>>>

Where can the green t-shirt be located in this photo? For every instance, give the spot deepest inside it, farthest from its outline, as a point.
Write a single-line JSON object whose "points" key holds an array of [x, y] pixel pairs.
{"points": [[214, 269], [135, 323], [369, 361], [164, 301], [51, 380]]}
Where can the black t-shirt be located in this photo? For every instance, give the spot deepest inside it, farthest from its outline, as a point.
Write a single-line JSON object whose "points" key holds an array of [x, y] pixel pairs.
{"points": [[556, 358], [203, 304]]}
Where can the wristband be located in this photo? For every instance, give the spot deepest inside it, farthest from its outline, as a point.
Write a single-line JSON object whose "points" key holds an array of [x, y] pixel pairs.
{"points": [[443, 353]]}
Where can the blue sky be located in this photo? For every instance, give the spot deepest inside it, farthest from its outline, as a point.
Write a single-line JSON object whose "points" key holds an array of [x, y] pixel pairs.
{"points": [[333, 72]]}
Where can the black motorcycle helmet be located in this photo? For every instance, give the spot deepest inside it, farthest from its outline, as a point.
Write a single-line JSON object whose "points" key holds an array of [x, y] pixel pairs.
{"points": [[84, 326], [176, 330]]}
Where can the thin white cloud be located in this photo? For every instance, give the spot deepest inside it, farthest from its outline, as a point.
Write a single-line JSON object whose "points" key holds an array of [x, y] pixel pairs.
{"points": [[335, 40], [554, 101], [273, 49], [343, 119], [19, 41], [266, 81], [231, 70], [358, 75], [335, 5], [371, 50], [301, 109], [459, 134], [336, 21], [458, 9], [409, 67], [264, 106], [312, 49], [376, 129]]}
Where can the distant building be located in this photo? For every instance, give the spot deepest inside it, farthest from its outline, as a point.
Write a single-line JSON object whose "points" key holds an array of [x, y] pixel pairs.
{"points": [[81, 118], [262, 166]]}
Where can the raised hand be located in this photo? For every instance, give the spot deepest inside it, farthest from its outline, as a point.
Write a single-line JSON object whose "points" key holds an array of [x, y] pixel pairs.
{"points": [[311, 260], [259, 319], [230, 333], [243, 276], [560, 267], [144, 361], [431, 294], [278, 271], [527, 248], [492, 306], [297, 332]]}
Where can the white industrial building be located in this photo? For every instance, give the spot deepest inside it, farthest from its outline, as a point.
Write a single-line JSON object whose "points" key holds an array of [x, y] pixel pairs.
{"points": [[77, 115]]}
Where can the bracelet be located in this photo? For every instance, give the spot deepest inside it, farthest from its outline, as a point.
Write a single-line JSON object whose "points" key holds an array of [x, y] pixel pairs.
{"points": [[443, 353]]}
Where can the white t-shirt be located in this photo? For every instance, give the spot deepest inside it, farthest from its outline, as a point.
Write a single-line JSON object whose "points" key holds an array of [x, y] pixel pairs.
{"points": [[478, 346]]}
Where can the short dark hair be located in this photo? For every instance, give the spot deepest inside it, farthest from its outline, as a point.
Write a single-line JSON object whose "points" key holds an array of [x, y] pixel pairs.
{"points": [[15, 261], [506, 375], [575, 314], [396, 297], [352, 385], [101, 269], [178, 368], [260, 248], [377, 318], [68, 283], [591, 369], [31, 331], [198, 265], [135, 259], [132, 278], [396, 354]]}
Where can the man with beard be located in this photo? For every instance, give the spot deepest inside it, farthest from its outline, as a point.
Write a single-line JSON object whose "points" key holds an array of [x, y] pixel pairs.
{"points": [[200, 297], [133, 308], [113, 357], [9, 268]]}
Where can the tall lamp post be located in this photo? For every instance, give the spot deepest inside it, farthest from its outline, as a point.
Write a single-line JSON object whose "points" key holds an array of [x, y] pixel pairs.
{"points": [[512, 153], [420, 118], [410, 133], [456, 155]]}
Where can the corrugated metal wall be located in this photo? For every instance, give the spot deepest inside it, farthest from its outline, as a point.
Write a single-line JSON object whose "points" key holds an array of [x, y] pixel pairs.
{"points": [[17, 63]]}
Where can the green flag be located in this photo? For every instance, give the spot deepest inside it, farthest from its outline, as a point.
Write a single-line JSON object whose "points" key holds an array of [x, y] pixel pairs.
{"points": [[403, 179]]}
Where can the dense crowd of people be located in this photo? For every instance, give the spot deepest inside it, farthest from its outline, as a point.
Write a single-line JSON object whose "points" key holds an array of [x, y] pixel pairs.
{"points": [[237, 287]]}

<<<

- _PROBLEM TO SOLVE_:
Word for word, copy out all of the data shown above.

- _WRITTEN ANSWER_:
Where can the green t-shirt be located in this photo? For every instance, give the spot deepest inside it, farthest from its outline, as a point.
Write a single-line JSON object whose "points" key holds an array of [x, y] pixel pairs.
{"points": [[214, 269], [135, 323], [369, 361], [164, 301], [51, 380]]}
Where can the black t-shirt be located in this photo? For every instance, give the spot deepest inside it, farthest from its outline, as a point.
Write a single-line JSON object whose "points" key holds an array of [x, y] pixel pairs.
{"points": [[556, 358], [203, 304]]}
Where can the wristband be located in this photo? For every instance, give the spot deepest inside it, farthest from its outline, as a point.
Write a single-line JSON object whose "points" key holds an array of [x, y] pixel pairs.
{"points": [[443, 353]]}
Where can the blue sky be located in this photo? For every instance, give the spot deepest inside it, farthest from its outline, as a point.
Write a single-line JSON object whose "points" key holds an array of [x, y] pixel pairs.
{"points": [[333, 72]]}
Where can the black motorcycle helmet be located in this photo? For every instance, give the spot deepest inside it, farthest from its outline, as a point.
Write a single-line JSON object whose "points" key holds an array of [x, y] pixel pairs.
{"points": [[84, 326], [176, 330]]}
Where can the thin white cloud be located in this photo? For every instance, give the spot deepest inside it, farthest from its outline, as a point.
Write a single-line JSON object whose "points" key holds an array of [x, y] pixel pairs.
{"points": [[335, 40], [554, 101], [273, 49], [343, 119], [19, 41], [266, 81], [231, 70], [358, 75], [335, 5], [371, 50], [301, 109], [459, 134], [336, 21], [458, 9], [409, 67], [264, 106], [312, 49], [376, 129]]}
Where can the distant building be located in this photo? For every instance, give the spot deepest inside it, farthest from its outline, as a point.
Write a single-line JSON object whose "points" key holds an array of [x, y] pixel pairs.
{"points": [[81, 118], [262, 166]]}
Where can the raised hand be located in this photo? For every instance, give the spot deepest inside it, farthest from its outline, as a point.
Write a single-line JSON object whose "points" key holds an array of [x, y] pixel pairs.
{"points": [[311, 260], [259, 319], [230, 333], [243, 276], [560, 267], [144, 361], [431, 294], [278, 271], [527, 248], [492, 306], [297, 332]]}
Where can the white industrial building be located in this photo? For every instance, give the spot deepest inside it, farthest from its outline, as a point.
Write a single-line JSON object whose "points" key holds an array of [x, y] pixel pairs.
{"points": [[77, 115]]}
Where can the bracelet be located in this photo? For every instance, give the spot deepest inside it, farthest from its outline, as a point.
Write a single-line JSON object whose "points" key holds an array of [x, y] pixel pairs.
{"points": [[443, 353]]}
Where can the white t-shirt be located in this photo? For every instance, give the spot deepest inside it, farthest from its outline, as a point.
Write a single-line JSON object whose "points" key holds an array of [x, y] pixel pairs.
{"points": [[478, 346]]}
Where can the short dark hair be located in this photo? For every instance, give the spot deepest inside it, farthest from its outline, as a point.
Write a single-line JSON object whose "points" key holds an array of [x, y] pixel pairs.
{"points": [[15, 261], [506, 375], [575, 314], [396, 297], [352, 385], [101, 269], [178, 368], [260, 248], [377, 318], [68, 283], [591, 369], [31, 331], [198, 265], [135, 259], [132, 278], [396, 354]]}
Where can the man with beard be located in this photo? For every instance, give the spot deepest inside it, farthest from its outline, as a point.
Write a single-line JSON object whose "points" key holds an array of [x, y] pixel pairs.
{"points": [[200, 297], [133, 308], [113, 357], [9, 268]]}
Where can the tall lamp post be located in this photo? For every instance, give the spot deepest inside it, farthest from its outline, as a point.
Write a single-line JSON object whose "points" key holds an array of [x, y] pixel pairs.
{"points": [[512, 153], [420, 118], [410, 133], [456, 155]]}
Where can the corrugated metal wall be located in this photo? For every instance, give the spot deepest inside it, farthest from its outline, as a point.
Write a single-line JSON object whose "points" key holds an array of [x, y] pixel pairs.
{"points": [[17, 63]]}
Where can the green flag be located in this photo? For every instance, give the spot deepest inside it, farthest from its outline, as a point.
Write a single-line JSON object whose "points" key holds an array of [x, y] pixel pairs.
{"points": [[403, 179]]}
Where can the dense crowd of people be located in this photo? For every instance, give the spot deepest inside it, farthest from its outline, as a point.
Write a single-line JSON object whose "points" key holds an array of [x, y] pixel pairs.
{"points": [[237, 287]]}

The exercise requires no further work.